### TASK
How many lines in the records below contain the word "find"? Reply with the number alone.
═════ DATA SECTION
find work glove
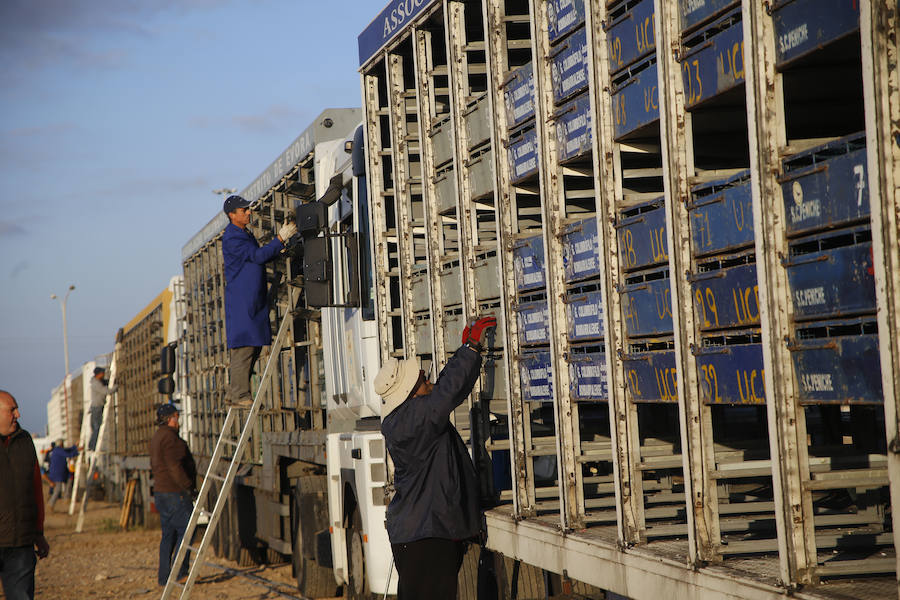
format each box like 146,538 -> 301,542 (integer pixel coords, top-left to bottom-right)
278,220 -> 297,242
461,316 -> 497,351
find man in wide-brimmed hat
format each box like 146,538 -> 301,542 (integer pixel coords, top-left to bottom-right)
377,316 -> 496,600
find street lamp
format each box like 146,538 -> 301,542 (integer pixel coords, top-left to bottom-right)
51,284 -> 75,444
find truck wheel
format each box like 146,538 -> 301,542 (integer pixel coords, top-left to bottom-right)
346,508 -> 374,600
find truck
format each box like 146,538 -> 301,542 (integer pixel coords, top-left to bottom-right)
162,0 -> 900,598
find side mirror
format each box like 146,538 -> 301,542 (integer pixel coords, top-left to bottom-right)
158,376 -> 175,395
160,343 -> 176,376
304,237 -> 332,307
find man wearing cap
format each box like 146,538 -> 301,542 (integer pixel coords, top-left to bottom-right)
376,316 -> 496,600
88,366 -> 114,451
222,195 -> 297,408
150,403 -> 196,586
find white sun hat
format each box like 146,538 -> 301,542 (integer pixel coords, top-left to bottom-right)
374,357 -> 421,418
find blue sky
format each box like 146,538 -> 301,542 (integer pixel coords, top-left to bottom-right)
0,0 -> 380,434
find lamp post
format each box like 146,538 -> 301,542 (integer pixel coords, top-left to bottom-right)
51,285 -> 75,444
══════════
### ANSWER FOR THE TASK
10